McDonald's Aust Ltd v Com of Taxation
[2000] HCATrans 399
IN THE HIGH COURT OF AUSTRALIA
Office of the Registry
Sydney No S8 of 2000
B e t w e e n -
McDONALD’S AUSTRALIA LIMITED
Applicant
and
COMMISSIONER OF TAXATION
Respondent
Application for special leave to appeal
GLEESON CJ
GAUDRON J
KIRBY J
TRANSCRIPT OF PROCEEDINGS
AT SYDNEY ON FRIDAY, 8 SEPTEMBER 2000, AT 9.42 AM
Copyright in the High Court of Australia
MR D.H. BLOOM, QC: If it please the Court, I appear with my learned friend, MR S.J. GAGELER, for the applicant. (instructed by Baker & McKenzie)
MR I.V. GZELL, QC: If the Court pleases, I appear with my learned friend, MR S.W. GIBB, SC, for the respondent. (instructed by the Australian Government Solicitor)
GLEESON CJ: Yes, Mr Bloom.
MR BLOOM: Your Honours, this application raises a short but important point with ongoing relevance. The point is where the nature of consumable goods necessitates that they are supplied in wrapped form, what are the goods for the purposes of indirect taxation? Are they the consumable alone or are they the wrapped consumable? This case concerned, as your Honours, wrapped hamburgers, but the examples are not limited to food. That would include, for instance, medicinal tablets, which is a relevant example, particularly for the GST.
Could I ask your Honours to go to the application book and to the judgment of Justice Gyles at page 4. There at the top of the page is the first of the relevant sales tax provisions:
19(1) Goods for use by a person exclusively as raw materials for goods to be manufactured –
and then if one goes down to paragraph 4:
The expression “raw materials” is defined –
as –
Goods –
which –
are dealt with in such a way in manufacturing the other goods –
we say the wrapped hamburger here –
that the materials, or some essential element of the materials, become an integral part of the other goods –
the wrapped hamburger.
GLEESON CJ: Just pause for a moment, please.
MR BLOOM: Yes, your Honour.
GLEESON CJ: What is the part of the materials that becomes an “integral part” of the hamburger?
MR BLOOM: In the case of a “Big Mac”, your Honour, it is the collar, which is essential to keeping the form of the “Big Mac” from the inception and the wrapping paper which is a particular paper, as your Honours will see very shortly which ‑ ‑ ‑
GLEESON CJ: That becomes an integral part of the hamburger?
MR BLOOM: Of the wrapped hamburger, your Honour. If the goods are the wrapped hamburger, then it becomes an integral part of that.
GAUDRON J: But to say that the goods are the wrapped hamburger is to assume the answer to the question, is it not?
MR BLOOM: Well, your Honour, we have to find the answer to the question, with respect.

* RECORD EXTRACTS:
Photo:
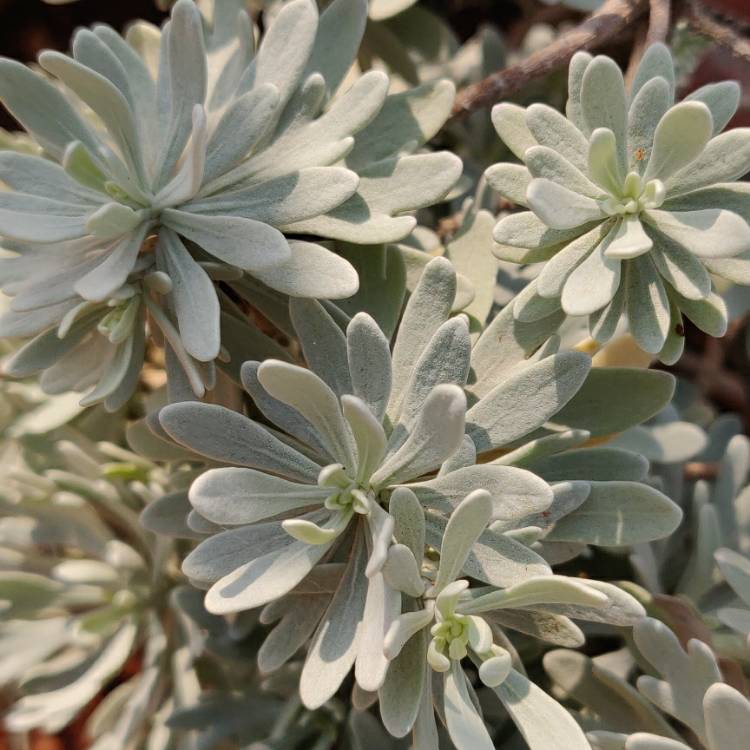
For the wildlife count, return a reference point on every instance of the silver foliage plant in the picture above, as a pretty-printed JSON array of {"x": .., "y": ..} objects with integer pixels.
[{"x": 370, "y": 495}]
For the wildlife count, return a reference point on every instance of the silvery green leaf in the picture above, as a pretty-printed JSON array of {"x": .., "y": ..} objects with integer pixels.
[
  {"x": 466, "y": 524},
  {"x": 510, "y": 123},
  {"x": 402, "y": 572},
  {"x": 23, "y": 593},
  {"x": 525, "y": 230},
  {"x": 593, "y": 283},
  {"x": 224, "y": 435},
  {"x": 323, "y": 343},
  {"x": 647, "y": 303},
  {"x": 44, "y": 350},
  {"x": 42, "y": 109},
  {"x": 736, "y": 571},
  {"x": 504, "y": 346},
  {"x": 530, "y": 307},
  {"x": 535, "y": 592},
  {"x": 700, "y": 575},
  {"x": 680, "y": 268},
  {"x": 408, "y": 515},
  {"x": 428, "y": 308},
  {"x": 104, "y": 98},
  {"x": 709, "y": 232},
  {"x": 113, "y": 271},
  {"x": 557, "y": 270},
  {"x": 646, "y": 110},
  {"x": 465, "y": 725},
  {"x": 416, "y": 260},
  {"x": 604, "y": 102},
  {"x": 383, "y": 9},
  {"x": 382, "y": 607},
  {"x": 644, "y": 741},
  {"x": 281, "y": 415},
  {"x": 722, "y": 99},
  {"x": 547, "y": 163},
  {"x": 181, "y": 85},
  {"x": 437, "y": 433},
  {"x": 264, "y": 578},
  {"x": 167, "y": 515},
  {"x": 596, "y": 464},
  {"x": 36, "y": 176},
  {"x": 726, "y": 158},
  {"x": 612, "y": 698},
  {"x": 687, "y": 674},
  {"x": 710, "y": 314},
  {"x": 561, "y": 208},
  {"x": 467, "y": 251},
  {"x": 196, "y": 303},
  {"x": 314, "y": 400},
  {"x": 592, "y": 407},
  {"x": 401, "y": 693},
  {"x": 245, "y": 243},
  {"x": 542, "y": 721},
  {"x": 629, "y": 240},
  {"x": 369, "y": 363},
  {"x": 603, "y": 164},
  {"x": 368, "y": 433},
  {"x": 656, "y": 62},
  {"x": 238, "y": 496},
  {"x": 540, "y": 448},
  {"x": 599, "y": 520},
  {"x": 31, "y": 219},
  {"x": 668, "y": 442},
  {"x": 290, "y": 38},
  {"x": 382, "y": 277},
  {"x": 554, "y": 131},
  {"x": 578, "y": 64},
  {"x": 301, "y": 194},
  {"x": 386, "y": 190},
  {"x": 298, "y": 617},
  {"x": 504, "y": 414},
  {"x": 510, "y": 180},
  {"x": 495, "y": 558},
  {"x": 444, "y": 359},
  {"x": 340, "y": 30},
  {"x": 53, "y": 709},
  {"x": 311, "y": 271},
  {"x": 553, "y": 629},
  {"x": 515, "y": 493},
  {"x": 408, "y": 117},
  {"x": 679, "y": 138},
  {"x": 620, "y": 608},
  {"x": 334, "y": 646},
  {"x": 727, "y": 717},
  {"x": 245, "y": 121}
]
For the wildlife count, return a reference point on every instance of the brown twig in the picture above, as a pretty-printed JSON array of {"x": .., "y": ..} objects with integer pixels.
[
  {"x": 600, "y": 27},
  {"x": 703, "y": 22},
  {"x": 659, "y": 15}
]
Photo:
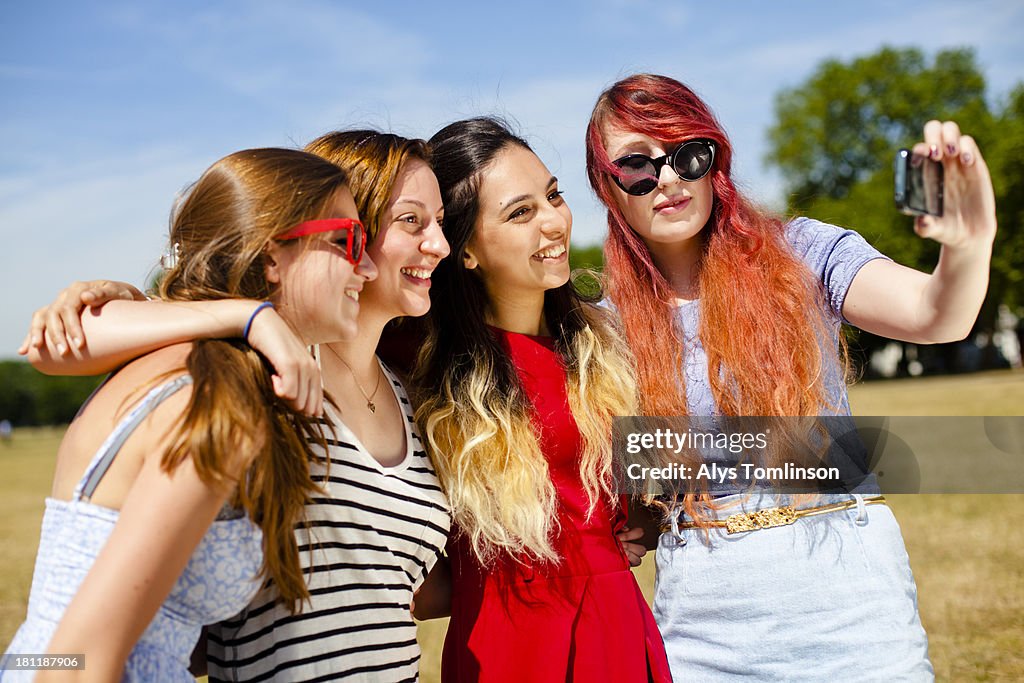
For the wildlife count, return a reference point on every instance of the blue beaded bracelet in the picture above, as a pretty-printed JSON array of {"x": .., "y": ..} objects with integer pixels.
[{"x": 249, "y": 325}]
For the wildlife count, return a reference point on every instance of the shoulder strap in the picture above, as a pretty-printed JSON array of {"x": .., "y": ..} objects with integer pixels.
[{"x": 104, "y": 456}]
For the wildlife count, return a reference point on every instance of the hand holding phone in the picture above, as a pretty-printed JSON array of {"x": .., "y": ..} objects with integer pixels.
[{"x": 918, "y": 184}]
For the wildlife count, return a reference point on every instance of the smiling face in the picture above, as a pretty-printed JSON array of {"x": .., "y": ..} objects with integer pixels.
[
  {"x": 409, "y": 245},
  {"x": 676, "y": 211},
  {"x": 317, "y": 289},
  {"x": 521, "y": 238}
]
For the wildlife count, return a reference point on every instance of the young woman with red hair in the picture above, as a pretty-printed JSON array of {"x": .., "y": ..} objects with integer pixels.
[{"x": 732, "y": 311}]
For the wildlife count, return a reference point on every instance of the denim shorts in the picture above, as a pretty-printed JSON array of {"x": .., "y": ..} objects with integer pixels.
[{"x": 828, "y": 598}]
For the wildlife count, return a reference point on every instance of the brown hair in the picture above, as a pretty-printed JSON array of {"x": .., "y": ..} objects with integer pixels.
[
  {"x": 373, "y": 161},
  {"x": 235, "y": 422}
]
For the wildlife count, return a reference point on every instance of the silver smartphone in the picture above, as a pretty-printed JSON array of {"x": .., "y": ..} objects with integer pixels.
[{"x": 918, "y": 184}]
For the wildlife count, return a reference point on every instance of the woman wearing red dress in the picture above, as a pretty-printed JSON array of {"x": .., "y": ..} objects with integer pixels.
[{"x": 518, "y": 383}]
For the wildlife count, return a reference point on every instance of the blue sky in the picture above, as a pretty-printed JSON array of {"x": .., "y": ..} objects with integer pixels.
[{"x": 108, "y": 110}]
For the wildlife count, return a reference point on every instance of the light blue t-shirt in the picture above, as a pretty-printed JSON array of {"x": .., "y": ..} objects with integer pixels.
[{"x": 835, "y": 255}]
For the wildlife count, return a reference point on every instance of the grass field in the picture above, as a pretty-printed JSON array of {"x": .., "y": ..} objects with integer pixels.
[{"x": 967, "y": 551}]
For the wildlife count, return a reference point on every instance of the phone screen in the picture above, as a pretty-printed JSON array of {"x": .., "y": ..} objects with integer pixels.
[{"x": 918, "y": 184}]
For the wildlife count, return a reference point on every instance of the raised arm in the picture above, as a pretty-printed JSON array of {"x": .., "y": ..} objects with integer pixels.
[
  {"x": 119, "y": 331},
  {"x": 894, "y": 301}
]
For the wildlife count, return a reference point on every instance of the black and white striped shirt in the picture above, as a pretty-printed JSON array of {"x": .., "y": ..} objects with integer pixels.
[{"x": 371, "y": 543}]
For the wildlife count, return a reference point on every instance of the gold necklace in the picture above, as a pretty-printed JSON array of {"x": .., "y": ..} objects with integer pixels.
[{"x": 370, "y": 403}]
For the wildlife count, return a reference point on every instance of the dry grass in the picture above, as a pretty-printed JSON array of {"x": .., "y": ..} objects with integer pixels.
[{"x": 967, "y": 551}]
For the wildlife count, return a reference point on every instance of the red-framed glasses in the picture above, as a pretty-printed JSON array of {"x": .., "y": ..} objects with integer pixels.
[{"x": 355, "y": 235}]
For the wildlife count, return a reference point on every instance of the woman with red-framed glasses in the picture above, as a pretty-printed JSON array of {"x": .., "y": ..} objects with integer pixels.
[
  {"x": 731, "y": 311},
  {"x": 179, "y": 482},
  {"x": 376, "y": 531}
]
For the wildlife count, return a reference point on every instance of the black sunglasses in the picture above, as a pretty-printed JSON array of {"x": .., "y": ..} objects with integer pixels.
[{"x": 638, "y": 174}]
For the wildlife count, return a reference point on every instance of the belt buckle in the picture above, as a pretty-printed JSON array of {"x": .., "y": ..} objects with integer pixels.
[{"x": 767, "y": 518}]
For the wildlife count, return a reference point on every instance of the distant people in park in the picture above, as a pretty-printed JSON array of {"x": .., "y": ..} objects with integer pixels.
[
  {"x": 733, "y": 311},
  {"x": 176, "y": 516}
]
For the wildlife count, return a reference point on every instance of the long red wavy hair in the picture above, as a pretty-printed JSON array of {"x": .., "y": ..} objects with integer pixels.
[{"x": 764, "y": 325}]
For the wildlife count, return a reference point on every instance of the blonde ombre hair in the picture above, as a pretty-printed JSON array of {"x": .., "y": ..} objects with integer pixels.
[{"x": 474, "y": 413}]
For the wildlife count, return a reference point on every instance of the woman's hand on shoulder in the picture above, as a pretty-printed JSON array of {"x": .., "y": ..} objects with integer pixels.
[
  {"x": 296, "y": 375},
  {"x": 58, "y": 325},
  {"x": 969, "y": 201}
]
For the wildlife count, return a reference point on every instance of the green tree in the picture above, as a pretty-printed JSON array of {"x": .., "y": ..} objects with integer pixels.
[{"x": 835, "y": 137}]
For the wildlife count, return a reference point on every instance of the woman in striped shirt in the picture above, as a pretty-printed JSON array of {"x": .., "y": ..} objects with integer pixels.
[{"x": 377, "y": 529}]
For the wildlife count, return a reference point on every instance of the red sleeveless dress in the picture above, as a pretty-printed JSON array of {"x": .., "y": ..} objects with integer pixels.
[{"x": 584, "y": 620}]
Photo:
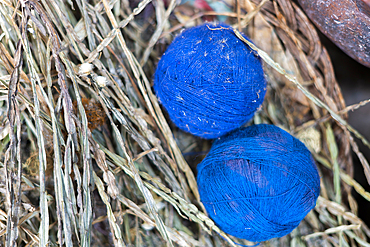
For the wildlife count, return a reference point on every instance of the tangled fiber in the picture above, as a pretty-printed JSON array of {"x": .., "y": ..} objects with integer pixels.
[
  {"x": 209, "y": 81},
  {"x": 258, "y": 182}
]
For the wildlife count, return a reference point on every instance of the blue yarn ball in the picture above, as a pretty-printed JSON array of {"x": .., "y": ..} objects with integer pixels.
[
  {"x": 258, "y": 182},
  {"x": 209, "y": 81}
]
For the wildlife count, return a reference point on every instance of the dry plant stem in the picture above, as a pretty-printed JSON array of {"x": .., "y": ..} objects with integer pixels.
[
  {"x": 156, "y": 112},
  {"x": 12, "y": 162},
  {"x": 35, "y": 82}
]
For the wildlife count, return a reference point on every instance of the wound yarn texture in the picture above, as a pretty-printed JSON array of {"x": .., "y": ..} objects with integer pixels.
[
  {"x": 209, "y": 81},
  {"x": 258, "y": 182}
]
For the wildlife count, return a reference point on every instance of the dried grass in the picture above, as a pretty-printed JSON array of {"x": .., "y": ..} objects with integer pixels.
[{"x": 70, "y": 177}]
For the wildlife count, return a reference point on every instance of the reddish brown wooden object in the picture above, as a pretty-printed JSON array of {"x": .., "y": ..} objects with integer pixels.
[{"x": 345, "y": 22}]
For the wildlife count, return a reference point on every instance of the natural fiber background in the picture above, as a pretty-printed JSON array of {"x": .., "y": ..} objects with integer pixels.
[{"x": 90, "y": 159}]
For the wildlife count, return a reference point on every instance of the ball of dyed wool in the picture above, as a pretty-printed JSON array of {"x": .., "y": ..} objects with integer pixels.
[
  {"x": 209, "y": 81},
  {"x": 258, "y": 182}
]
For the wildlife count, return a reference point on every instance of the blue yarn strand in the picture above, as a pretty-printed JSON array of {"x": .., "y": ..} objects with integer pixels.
[
  {"x": 258, "y": 182},
  {"x": 209, "y": 81}
]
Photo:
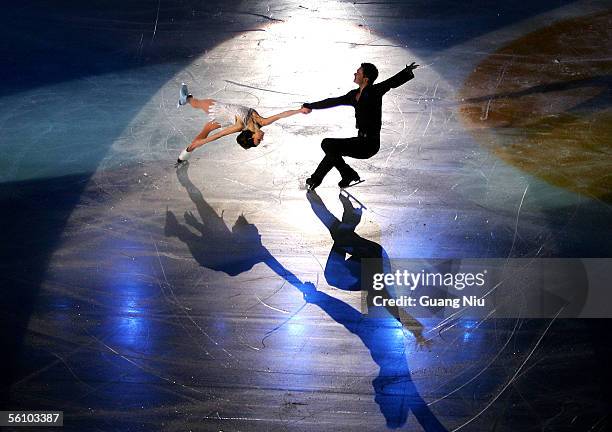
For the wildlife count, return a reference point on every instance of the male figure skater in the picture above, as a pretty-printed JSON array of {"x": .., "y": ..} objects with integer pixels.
[{"x": 367, "y": 101}]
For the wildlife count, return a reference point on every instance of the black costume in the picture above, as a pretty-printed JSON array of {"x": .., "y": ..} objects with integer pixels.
[{"x": 368, "y": 115}]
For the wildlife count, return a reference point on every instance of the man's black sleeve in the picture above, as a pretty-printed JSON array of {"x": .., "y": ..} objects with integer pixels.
[
  {"x": 331, "y": 102},
  {"x": 396, "y": 80}
]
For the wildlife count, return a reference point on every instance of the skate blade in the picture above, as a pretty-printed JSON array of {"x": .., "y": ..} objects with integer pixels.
[{"x": 353, "y": 184}]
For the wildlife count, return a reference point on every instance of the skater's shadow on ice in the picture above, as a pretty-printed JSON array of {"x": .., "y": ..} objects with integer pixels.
[
  {"x": 381, "y": 330},
  {"x": 217, "y": 247},
  {"x": 237, "y": 250}
]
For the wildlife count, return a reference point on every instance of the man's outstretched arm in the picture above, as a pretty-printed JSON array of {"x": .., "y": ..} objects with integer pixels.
[
  {"x": 331, "y": 102},
  {"x": 398, "y": 79}
]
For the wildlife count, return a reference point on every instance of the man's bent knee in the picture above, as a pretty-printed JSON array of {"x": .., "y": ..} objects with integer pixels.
[{"x": 327, "y": 145}]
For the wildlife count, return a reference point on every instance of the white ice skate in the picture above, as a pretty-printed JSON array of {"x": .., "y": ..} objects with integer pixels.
[{"x": 183, "y": 94}]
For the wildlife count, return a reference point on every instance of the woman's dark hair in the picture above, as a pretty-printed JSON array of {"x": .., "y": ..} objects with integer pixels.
[
  {"x": 370, "y": 72},
  {"x": 245, "y": 139}
]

* REQUIRED WORK:
**A)** Answer these questions from the High Court transcript:
(i) On what day and at what time did the proceedings begin?
(ii) Who instructed counsel for the respondent?
(iii) According to Mr Bloom, what parts of a "Big Mac" become an integral part of the wrapped hamburger?
**B)** Continue the High Court transcript of the McDonald's sales tax hearing from its last line.
The records can be left aside.

* RESULTS FOR THE EXERCISE:
**A)**
(i) Friday, 8 September 2000, at 9.42 am.
(ii) The Australian Government Solicitor.
(iii) The collar and the wrapping paper.

**B)**
GAUDRON J: Perhaps we have to find the right question, to start with.
MR BLOOM: This Court has said in Genex that having regard to the sales tax legislation, in particular, the goods are that which is the product of manufacture. So if one takes, for instance, a Minty, one gets that in a wrapper, as one knows; and we say that the goods are the wrapped Minty, that is the ‑ ‑ ‑
GLEESON CJ: The wrapping is an integral part of ‑ ‑ ‑
MR BLOOM: Yes, your Honour, of the wrapped Minty.
KIRBY J: Why do you not make edible wrapping? It is not beyond the capacity of McDonald’s.
MR BLOOM: I think certain Chinese delicacies have rice paper as part of them, your Honour, and that is an example of something which is an integral part.
KIRBY J: There would be no dispute.
GLEESON CJ: Would that improve the nutritional value of McDonald’s?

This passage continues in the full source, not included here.